## DATASET CONTENT

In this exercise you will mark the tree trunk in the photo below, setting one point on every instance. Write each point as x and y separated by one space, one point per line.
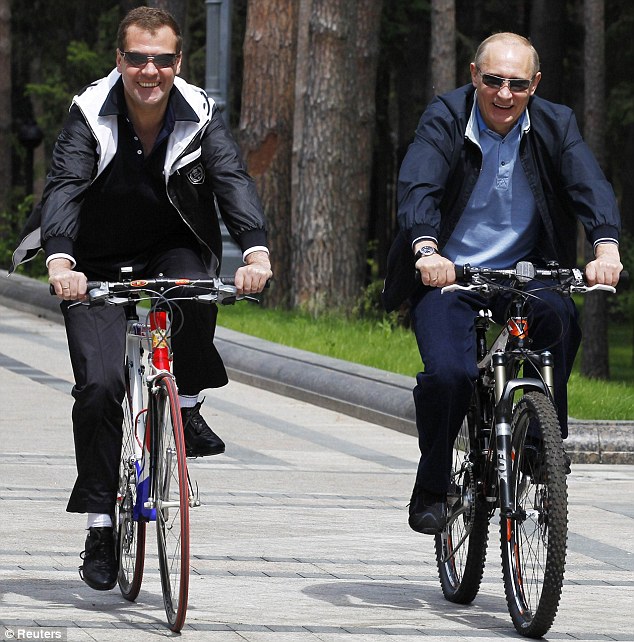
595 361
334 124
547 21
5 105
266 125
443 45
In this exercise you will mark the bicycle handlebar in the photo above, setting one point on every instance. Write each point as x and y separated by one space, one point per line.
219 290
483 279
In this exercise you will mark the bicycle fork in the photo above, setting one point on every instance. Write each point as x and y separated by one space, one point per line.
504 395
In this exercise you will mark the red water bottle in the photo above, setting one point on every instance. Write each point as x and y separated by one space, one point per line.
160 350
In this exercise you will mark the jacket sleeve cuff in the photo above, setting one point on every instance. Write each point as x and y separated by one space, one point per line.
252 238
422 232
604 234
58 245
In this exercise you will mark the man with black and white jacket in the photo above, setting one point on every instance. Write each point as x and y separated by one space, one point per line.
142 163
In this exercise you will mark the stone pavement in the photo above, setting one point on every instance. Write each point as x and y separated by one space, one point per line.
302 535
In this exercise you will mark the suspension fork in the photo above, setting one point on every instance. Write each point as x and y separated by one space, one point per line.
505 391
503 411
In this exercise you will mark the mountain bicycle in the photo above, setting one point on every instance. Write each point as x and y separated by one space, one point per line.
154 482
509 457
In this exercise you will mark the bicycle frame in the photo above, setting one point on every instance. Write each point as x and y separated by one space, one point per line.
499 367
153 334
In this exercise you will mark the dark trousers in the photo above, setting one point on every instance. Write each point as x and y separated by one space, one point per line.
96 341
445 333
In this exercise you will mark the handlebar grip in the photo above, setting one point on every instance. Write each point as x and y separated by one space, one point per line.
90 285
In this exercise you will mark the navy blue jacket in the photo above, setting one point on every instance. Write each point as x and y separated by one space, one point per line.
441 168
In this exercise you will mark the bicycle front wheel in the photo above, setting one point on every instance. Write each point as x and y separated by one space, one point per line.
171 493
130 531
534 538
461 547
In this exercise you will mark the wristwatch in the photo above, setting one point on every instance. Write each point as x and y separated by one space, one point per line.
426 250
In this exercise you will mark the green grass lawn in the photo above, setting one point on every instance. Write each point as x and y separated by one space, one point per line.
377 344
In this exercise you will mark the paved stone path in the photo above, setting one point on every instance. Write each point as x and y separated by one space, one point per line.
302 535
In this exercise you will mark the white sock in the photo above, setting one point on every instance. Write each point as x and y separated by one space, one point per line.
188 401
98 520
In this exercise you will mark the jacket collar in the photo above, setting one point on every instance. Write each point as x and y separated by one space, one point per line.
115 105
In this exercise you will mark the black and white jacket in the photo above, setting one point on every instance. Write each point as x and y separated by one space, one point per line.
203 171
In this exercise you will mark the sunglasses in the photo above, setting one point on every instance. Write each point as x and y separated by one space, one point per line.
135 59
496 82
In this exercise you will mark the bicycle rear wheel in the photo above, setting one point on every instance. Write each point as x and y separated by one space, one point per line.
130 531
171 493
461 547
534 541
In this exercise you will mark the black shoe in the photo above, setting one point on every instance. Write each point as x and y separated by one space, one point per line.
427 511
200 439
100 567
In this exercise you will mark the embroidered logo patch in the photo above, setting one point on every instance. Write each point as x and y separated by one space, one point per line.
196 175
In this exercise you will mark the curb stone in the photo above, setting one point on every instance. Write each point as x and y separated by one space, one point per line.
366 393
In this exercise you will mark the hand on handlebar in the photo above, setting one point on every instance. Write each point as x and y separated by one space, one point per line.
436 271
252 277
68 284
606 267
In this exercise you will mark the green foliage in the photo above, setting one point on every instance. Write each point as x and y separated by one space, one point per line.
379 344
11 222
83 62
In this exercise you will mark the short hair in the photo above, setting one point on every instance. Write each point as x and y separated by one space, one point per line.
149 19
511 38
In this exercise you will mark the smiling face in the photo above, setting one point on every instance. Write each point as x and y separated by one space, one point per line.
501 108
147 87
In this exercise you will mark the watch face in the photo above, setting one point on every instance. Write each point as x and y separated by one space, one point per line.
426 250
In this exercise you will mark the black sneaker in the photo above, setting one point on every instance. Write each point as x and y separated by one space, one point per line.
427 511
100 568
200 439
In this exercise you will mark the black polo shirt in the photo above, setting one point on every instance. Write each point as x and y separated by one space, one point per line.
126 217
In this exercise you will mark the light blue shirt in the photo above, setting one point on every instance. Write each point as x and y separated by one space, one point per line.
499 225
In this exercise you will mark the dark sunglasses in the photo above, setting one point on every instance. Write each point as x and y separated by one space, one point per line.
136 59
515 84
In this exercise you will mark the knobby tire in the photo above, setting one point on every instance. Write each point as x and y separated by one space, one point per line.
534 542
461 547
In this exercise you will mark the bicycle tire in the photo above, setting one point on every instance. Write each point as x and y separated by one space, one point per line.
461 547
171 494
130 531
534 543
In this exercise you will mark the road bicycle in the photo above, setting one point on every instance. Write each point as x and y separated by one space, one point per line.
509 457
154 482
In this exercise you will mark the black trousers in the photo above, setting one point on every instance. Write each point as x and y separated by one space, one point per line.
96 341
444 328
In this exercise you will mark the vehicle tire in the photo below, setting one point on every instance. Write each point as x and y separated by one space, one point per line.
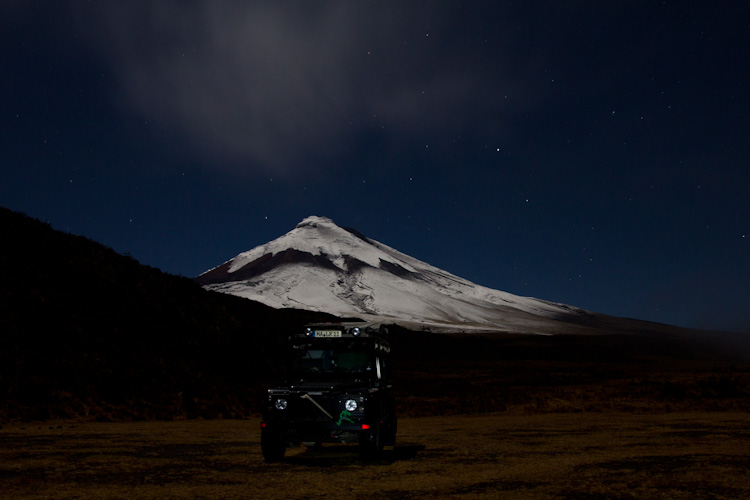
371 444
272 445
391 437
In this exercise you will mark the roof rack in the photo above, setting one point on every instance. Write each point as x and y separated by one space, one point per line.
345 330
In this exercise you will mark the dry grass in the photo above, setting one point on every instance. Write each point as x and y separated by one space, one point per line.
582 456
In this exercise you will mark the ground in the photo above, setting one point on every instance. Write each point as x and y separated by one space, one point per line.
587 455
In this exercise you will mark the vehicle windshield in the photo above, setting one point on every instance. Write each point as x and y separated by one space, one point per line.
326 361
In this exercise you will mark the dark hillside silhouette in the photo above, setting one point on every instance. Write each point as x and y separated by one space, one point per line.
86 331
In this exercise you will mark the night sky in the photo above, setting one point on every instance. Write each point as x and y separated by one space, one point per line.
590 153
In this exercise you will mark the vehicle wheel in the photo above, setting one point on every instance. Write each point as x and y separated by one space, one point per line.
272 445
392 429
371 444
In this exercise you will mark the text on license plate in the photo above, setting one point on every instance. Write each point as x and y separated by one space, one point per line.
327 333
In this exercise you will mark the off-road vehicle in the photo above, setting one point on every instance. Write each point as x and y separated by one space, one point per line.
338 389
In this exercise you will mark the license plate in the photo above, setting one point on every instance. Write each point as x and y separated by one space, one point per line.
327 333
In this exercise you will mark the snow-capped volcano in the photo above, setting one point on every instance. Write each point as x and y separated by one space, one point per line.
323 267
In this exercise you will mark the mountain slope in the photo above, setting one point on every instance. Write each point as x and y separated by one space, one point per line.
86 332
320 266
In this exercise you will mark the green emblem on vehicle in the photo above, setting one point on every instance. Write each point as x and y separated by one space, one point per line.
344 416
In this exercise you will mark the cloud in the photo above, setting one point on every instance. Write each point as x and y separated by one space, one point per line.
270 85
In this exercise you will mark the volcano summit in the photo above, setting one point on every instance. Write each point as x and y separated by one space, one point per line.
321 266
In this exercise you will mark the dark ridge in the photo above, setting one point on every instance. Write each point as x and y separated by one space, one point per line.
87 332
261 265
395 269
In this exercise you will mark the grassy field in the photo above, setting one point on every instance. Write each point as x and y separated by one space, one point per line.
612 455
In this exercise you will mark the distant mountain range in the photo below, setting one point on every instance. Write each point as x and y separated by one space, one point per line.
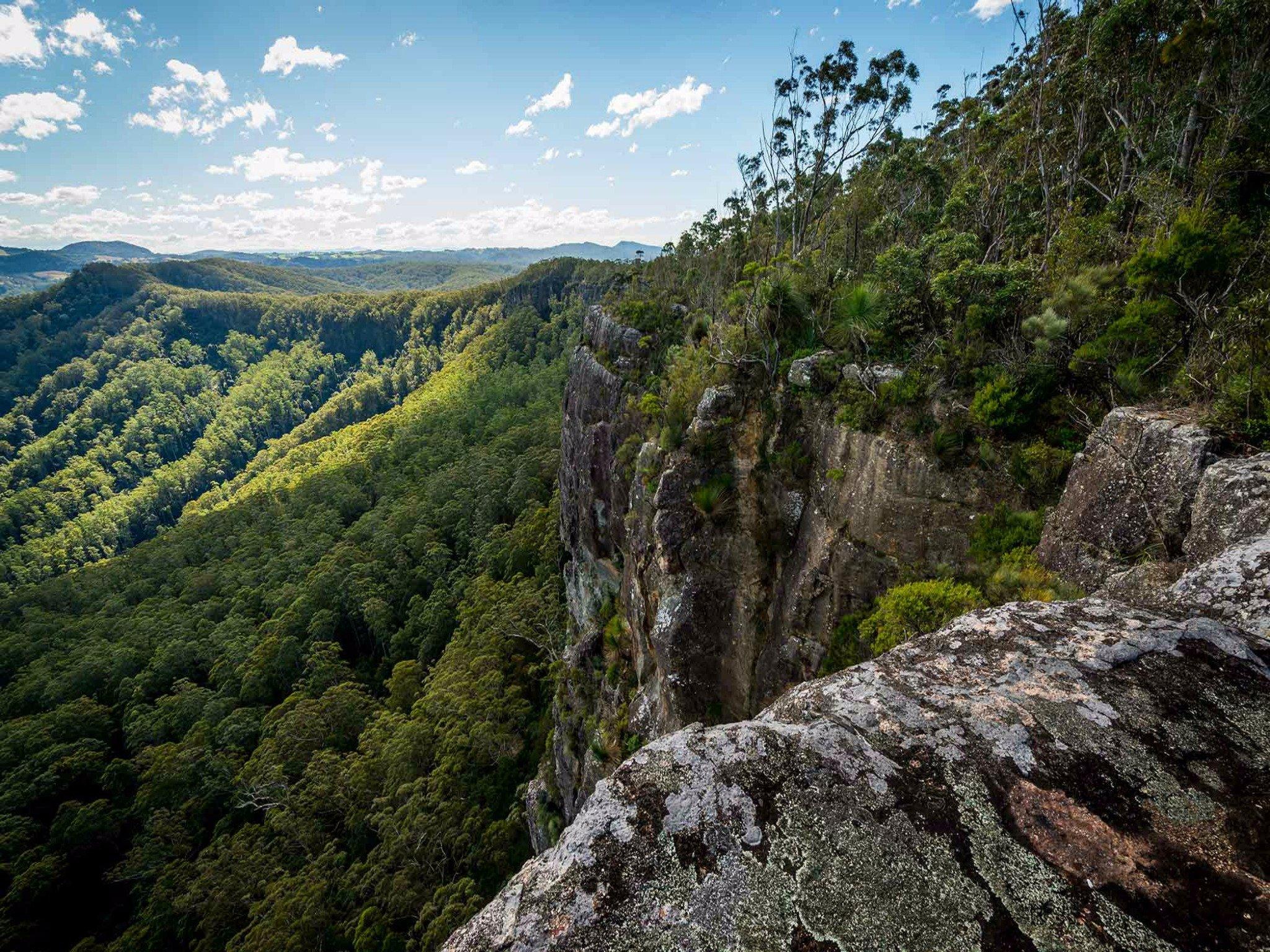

## WHAT THE TASK REQUIRES
Copy all of the entries verbatim, leaving out any pictures they contain.

## THE COMPLETED TASK
In this exercise you will mark the tree trunk in the photo below, setting one point on every instance. Write each point as x and y separated by one space, one point per line.
595 361
334 124
547 21
5 105
266 125
443 45
In this exercise you will mark the bicycle handlebar in the photo above, setting one point on every instance. Write each point as x and y separated by one space, one point per line.
219 290
483 279
In this exercise you will mark the bicycle fork in the photo above, setting one point on every instance. Write each point as x and y separated by one space, one point per line.
504 395
In this exercise you will mark the red water bottle in the photo above, setting one point on every instance. Write each point as x and y separated by one space, one point per line.
160 350
In this exercise you will mark the jacket sleeve cuff in the photo above, setting one point on every instance. Write each point as x and y separated by one space, one point per line.
252 238
422 232
604 234
58 245
In this exercise you will mark the man with black and white jacket in the photo above, setting one point on every instance. Write each point as x and y separated by one space, one point per line.
142 163
In this exercise you will mark the stone pavement in the photo above, setting one point on every instance. Write each point as x and y separated by one space, one point per line.
302 535
In this exercise you will mark the suspension fork in the photo above, setting one point on every instance. Write each point as x and y separated by one space, one point per line.
505 391
503 411
In this exercise you will mark the mountain bicycle in the photo above, setting one point on every instance. Write each point as x and y separated by one space, one point per line.
154 482
509 457
In this exercise you will mark the bicycle frame in the photo above, setting one point on every instance. Write each point as x and y separated by one space, one point per line.
499 367
153 334
In this exercise you will mark the dark trousers in the photo above, setting one point on every instance. Write each point as x and y separated by one space, one point per line.
96 341
445 333
In this exercise you will mark the handlebar grip in the photo above, setting one point on every instance. Write each point as x and y separated by one space, one point per line.
90 285
In this exercise you will mark the navy blue jacket in the photo above, setting one point on every instance. Write each point as x and y separated by one space, one point per line.
441 168
In this exercise you will mark the bicycle front wheel in the photo above, setting one point on every instance. Write each point as x and y separated by one space, one point per line.
171 493
130 531
534 538
461 547
In this exercise you will mark the wristwatch in the photo above, setting one point on every instance. Write each point as x and y separated by one space, one point per line.
426 250
In this exercise you will mark the green grass lawn in the photo above, setting one point on every instance. Write each point as x and y separated by one space, one point per line.
377 344
In this exercise you will mark the paved stone path in the photo above, setting one point on every instance. Write each point as x and y separated by one space, one point per line.
302 535
In this exercise you will mark the white sock in the photo above, setting one point on every instance. Write each point as x and y separated by one space, one point per line.
188 401
98 520
In this exercise you will mark the jacket collar in the photo above, setting one point on every instance. Write each point as x and y separated by one space, one point per line.
115 105
In this exercise you will mark the black and white jacket in the photo above, setting one point on every instance. Write each point as x and y separated by one space, one point per line.
203 171
In this exercise you will mark the sunglasses in the photo above, setting one point on every instance. Write each point as x and y separated by one space, one point per line.
135 59
496 82
In this exercise you will mark the bicycle rear wheel in the photo above, setting one point on every instance. Write each point as x and y separated by one space, one point per line.
130 531
171 493
461 547
534 541
In this exercise you will mark the black shoe in the photo above, setting one point on every instance. Write each point as x and y separated by one space, one point per line.
427 511
200 439
100 567
In this exercise you will mark the embroidered logo patch in the photo above, setting one point on every instance. Write each point as x and y separated by one space, one point per line.
196 175
In this exercise you will mark the curb stone in the photo above, setting one point on every instance. Write each point as x and y separated by one space, one point per line.
366 393
In this exercise you will mark the hand on handlebar in the photo above, setting one point on every instance. Write each point as x and y separated by one space, one point per line.
436 271
252 277
68 284
606 267
In this exercise you will mark the green foliage in the photo above, setting one point on every instance. Write each point as x and y separated by one space, one point per line.
379 344
11 222
83 62
In this exercise you will mark the short hair in the photo above, setting one point on every instance. Write each point as x and y separated by one space, one point per line.
149 19
511 38
In this exercise you will mark the smiling face in the photo above, setting one point on every instance. Write each point as x and y separated by one space, one point per line.
501 108
147 87
In this exercise you will mark the watch face in the photo above, setting one point on every instance. Write each point as x and y separated by one space, one point per line.
426 250
In this exercise you will mark the black sneaker in the photo above, setting one point on every instance. Write each point as x and y separated by one space, one point per line.
427 511
100 568
200 439
In this exercise you will mark the black polo shirt in the photo above, setting one point on every instance. Write each point as x and y separated by one space, one point per line.
126 217
In this exercise you will mark the light blue shirt in the photo above, setting one point on every instance. Write each point as x and y separated by one space, one point per line.
499 225
In this exercise you will mark the dark sunglasses in the photo above, setting one point on every instance. Write each point as x and y separated by one space, one point per line.
136 59
515 84
In this exercise you will mark the knobby tire in the photo above, setting one point on every instance. Write each point as x and y separated by one space, one point per line.
534 542
461 547
In this exercise you will mark the bicycle tire in the photo above, setting one point on every instance. Write each point as x and y separated by one space, one point per line.
461 547
171 494
130 531
534 543
In this exercise you will mark the road bicycle in the photo above, setting one point on every instance. Write each point as x and y separated by one space, one point per line.
509 457
154 482
In this exercise you will mark the black trousers in the photo above, setting one point on every instance. Write each point as x and y separated by one space, one point per line.
96 341
444 328
In this exercise you will mark the vehicle tire in the photo below, setting one point on every instance. Write each point as x and y separated by one space, one point per line.
371 444
272 445
391 437
In this exercise you will mark the roof rack in the photo above, setting one point on every instance. Write each point as x and y separated by one space, one point per line.
345 330
In this exercise you will mark the dry grass in the photo above, setting one point on every instance. Write each point as x and y separated by one space, one point per line.
582 456
In this exercise you will mark the ground in the photo above, setting one point on every instance. Write each point as x and y separated by one space, one point per line.
587 455
In this exercise you will mark the vehicle windshield in the photo above, setting one point on every instance. Write each point as x and y separated by one space, one point per line.
326 361
In this exercise you will mark the dark hillside silhouette in the photo above, setting one point on every instance. Write each point as x and y separated by one space, one point per line.
86 331
In this exercise you will mark the night sky in the photo above, setting one point on every instance. Write each point as x and y separated by one space, one point per line.
590 153
In this exercise you will mark the vehicle wheel in the photo above, setting one point on every instance. Write each point as x and y separated by one space, one point per line.
272 445
392 429
371 444
In this exercise you will mark the text on license plate in the photo above, setting one point on every instance. Write each point as x and y separated by one space, one point per line.
327 333
In this exercise you will mark the off-road vehicle in the photo above, setting one point on every instance. Write each point as x and y separated by one space, one point per line.
338 389
In this exercise you will mark the license plate in the photo above, setting one point on every instance. Write each point as x and y separated by one space, one point per line.
327 333
In this exercise you will mark the snow-capped volcano in the photo above, setting one point on every instance. Write each point as x and y separated by one space, one point per line.
323 267
In this exercise you will mark the mountain slope in the photo above, setting one point on every instance. Write each point as x and y separated by one space, one point per line.
86 332
320 266
In this exercise you will mark the green emblem on vehicle in the photo above, setting one point on every instance. Write each point as x and y separated by one space, one point per line.
344 416
In this exercise you will mark the cloud in the photo above, setting one point on every instance. Write each point as x and y separated by one space, one point per line.
270 85
In this exercise you will mark the volcano summit in the photo above, setting one point on every instance. Write each point as x and y separated by one space, one point per line.
321 266
In this exercise you will mark the dark ridge in the photo above, setting one point on every instance. Write each point as x and y separated by one space, one point per line.
87 332
261 265
395 269
In this exercise you will mark the grassy field in the photo above, setting one point on every instance. Write each point as x and y separated by one space, one point per line.
612 455
In this exercise you will mark the distant mountain range in the photo below, setting one point on every instance. Write each point as x and y separated by one space, one point per line.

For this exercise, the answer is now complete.